:: Data excerpts

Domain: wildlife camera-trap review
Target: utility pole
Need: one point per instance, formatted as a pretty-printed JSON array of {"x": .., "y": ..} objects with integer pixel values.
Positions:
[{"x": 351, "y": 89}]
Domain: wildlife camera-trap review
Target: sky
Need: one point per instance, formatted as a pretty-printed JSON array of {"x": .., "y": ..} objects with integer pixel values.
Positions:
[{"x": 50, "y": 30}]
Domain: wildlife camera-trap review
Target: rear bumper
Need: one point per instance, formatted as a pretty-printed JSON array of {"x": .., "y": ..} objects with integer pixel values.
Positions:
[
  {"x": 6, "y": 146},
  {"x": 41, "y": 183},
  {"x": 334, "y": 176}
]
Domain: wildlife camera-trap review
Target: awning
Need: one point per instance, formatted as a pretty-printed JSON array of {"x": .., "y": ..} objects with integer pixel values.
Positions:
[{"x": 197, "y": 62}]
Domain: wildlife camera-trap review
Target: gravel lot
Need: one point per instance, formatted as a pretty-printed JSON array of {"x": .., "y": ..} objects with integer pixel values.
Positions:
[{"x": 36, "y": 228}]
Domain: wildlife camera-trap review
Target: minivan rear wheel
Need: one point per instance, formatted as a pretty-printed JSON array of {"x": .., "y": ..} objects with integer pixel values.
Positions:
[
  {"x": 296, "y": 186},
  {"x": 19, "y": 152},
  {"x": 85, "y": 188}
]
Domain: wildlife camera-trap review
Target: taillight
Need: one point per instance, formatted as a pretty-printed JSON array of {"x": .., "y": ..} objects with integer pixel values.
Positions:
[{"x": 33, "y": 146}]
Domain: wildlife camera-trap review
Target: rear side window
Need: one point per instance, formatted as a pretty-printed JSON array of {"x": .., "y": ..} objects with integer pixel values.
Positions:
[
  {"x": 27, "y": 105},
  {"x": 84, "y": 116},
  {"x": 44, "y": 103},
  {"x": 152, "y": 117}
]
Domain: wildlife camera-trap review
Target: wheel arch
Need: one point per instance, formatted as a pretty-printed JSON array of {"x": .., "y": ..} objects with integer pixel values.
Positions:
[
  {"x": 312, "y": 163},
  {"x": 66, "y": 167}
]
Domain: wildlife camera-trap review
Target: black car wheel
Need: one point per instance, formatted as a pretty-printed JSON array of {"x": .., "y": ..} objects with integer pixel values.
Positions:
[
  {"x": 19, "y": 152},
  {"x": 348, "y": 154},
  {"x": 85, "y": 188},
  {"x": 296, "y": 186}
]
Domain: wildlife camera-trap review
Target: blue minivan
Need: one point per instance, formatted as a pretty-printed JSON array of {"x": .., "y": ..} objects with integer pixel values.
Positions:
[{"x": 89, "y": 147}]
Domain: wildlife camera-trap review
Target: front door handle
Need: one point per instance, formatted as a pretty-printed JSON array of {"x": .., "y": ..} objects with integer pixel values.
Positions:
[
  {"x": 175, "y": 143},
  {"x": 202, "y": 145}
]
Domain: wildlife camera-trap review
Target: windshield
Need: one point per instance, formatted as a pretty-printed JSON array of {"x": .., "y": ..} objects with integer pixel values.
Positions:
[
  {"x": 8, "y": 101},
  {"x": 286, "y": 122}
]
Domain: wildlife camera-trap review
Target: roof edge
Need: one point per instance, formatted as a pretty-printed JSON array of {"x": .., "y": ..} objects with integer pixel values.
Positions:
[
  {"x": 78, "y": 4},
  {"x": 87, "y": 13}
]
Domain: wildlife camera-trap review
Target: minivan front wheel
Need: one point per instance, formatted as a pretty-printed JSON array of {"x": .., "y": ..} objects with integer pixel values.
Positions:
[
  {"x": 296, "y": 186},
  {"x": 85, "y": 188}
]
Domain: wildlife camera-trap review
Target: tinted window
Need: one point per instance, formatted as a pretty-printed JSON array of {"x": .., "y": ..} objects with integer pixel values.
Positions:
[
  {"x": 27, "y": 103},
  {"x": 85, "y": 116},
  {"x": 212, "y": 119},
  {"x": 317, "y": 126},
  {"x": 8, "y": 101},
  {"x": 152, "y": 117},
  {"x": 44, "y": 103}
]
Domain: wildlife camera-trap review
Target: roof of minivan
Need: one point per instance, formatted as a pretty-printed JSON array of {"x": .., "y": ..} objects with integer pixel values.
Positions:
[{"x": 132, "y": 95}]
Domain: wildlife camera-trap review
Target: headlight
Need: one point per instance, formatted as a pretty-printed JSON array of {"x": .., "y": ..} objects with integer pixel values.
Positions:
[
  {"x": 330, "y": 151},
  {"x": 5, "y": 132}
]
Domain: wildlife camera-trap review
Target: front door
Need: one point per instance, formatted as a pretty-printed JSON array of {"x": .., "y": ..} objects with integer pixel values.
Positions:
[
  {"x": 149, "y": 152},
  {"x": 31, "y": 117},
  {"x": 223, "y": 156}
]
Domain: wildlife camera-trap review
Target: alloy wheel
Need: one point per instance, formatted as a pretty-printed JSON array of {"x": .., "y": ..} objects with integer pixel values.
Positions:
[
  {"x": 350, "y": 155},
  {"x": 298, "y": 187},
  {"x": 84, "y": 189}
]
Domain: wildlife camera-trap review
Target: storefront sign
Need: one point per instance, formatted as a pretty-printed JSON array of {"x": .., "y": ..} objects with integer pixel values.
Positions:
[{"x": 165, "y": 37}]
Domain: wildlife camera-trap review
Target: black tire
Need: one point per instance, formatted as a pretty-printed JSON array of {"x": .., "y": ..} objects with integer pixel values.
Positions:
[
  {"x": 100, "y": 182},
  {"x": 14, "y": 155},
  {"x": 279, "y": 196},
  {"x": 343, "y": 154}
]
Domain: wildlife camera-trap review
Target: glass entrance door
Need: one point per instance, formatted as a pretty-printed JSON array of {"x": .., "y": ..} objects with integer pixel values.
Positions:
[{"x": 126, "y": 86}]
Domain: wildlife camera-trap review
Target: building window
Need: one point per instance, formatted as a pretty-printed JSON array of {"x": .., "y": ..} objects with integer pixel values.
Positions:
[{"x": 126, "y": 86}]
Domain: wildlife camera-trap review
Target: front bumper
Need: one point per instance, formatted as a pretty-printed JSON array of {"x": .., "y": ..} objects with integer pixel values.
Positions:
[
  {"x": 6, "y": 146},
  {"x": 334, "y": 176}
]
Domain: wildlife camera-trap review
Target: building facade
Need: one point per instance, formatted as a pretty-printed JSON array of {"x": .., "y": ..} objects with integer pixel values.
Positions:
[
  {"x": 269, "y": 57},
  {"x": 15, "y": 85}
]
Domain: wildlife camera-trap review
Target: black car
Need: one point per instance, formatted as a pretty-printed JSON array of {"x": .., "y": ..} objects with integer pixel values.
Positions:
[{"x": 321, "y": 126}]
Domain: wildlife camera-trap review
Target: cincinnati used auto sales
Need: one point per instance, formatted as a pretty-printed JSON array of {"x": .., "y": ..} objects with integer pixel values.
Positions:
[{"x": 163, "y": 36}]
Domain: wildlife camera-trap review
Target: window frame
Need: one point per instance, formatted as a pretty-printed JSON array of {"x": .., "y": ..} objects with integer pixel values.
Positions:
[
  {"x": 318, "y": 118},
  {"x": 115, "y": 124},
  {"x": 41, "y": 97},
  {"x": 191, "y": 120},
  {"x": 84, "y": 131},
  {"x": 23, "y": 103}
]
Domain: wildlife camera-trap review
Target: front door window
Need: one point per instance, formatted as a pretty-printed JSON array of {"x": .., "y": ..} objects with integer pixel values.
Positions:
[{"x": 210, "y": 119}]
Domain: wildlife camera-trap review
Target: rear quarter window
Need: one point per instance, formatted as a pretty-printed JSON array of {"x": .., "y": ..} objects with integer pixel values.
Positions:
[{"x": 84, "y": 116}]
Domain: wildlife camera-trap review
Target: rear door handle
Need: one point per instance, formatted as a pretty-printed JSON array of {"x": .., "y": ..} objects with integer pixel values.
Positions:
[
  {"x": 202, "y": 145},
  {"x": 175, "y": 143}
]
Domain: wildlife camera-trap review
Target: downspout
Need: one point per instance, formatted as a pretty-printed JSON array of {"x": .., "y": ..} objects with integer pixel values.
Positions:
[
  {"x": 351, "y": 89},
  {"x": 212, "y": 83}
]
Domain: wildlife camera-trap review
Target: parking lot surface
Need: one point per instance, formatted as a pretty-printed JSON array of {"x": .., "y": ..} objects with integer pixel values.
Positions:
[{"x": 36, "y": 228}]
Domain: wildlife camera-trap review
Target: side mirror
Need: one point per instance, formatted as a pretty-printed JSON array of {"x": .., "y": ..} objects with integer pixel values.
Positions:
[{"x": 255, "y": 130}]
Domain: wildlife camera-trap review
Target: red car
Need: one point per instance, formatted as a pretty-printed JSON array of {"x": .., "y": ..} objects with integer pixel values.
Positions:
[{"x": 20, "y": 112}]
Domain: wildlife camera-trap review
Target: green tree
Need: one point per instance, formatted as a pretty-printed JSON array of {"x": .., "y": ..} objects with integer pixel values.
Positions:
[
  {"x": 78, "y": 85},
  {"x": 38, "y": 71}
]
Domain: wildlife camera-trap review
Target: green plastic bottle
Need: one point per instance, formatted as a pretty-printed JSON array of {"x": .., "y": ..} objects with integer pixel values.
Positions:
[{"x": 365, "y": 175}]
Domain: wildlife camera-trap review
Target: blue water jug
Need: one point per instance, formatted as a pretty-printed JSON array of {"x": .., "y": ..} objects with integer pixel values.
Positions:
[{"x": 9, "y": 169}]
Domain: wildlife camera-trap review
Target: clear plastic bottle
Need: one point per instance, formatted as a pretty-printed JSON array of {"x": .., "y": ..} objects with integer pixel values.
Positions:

::::

Out of the preceding entries, pull each line that contains the word "side".

Target: rear side window
Target: side mirror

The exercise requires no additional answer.